### TEXT SHOWN:

Gmeans: A clustering tool in ping-pong style

The program:

Gmeans 1.0 is a C++ program for clustering. At the heart of the program are the k-means type of clustering algorithms with four different distance (similarity) measures, six various initialization methods and a powerful local search strategy called first variation (see the papers for details). It generates one-way, hard clustering of a given dataset. For co-clustering software, click here.

The four distance (similarity) measures:

cosine: the k-means using cosine is also called spherical k-means. It is often used for text clustering, where each document is represented as a vector of word occurrences (vector space model). Each vector has to be (L2) normalized, i.e. each vector represents a point on a unit sphere in very high dimensional space (usually thousands, or even tens of thousand dimension).The cluster centroid is (L2) normalized summation of all the vectors in the cluster. Thus the centroid is also on the unit sphere. The similarity between two vectors is the dot product of the two vectors, i.e. the cosine of the angle between the two vectors.

### RECORD SET:
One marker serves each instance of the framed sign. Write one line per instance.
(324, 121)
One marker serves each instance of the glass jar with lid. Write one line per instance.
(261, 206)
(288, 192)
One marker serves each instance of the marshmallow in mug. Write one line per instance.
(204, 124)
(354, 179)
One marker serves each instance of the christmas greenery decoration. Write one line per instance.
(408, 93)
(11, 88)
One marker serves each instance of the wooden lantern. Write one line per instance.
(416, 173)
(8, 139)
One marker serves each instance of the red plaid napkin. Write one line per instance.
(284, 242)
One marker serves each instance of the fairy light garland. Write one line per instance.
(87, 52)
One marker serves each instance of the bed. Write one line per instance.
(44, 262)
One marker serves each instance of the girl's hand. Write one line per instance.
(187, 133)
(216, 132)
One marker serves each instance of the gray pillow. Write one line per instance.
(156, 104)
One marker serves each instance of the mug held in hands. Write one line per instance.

### WHAT TO WORK ON:
According to the Gmeans description, what other name is given to k-means when it uses cosine? Rely solely on the Gmeans description for what follows, not on the material.

### PROBLEM SOLUTION:
Spherical k-means.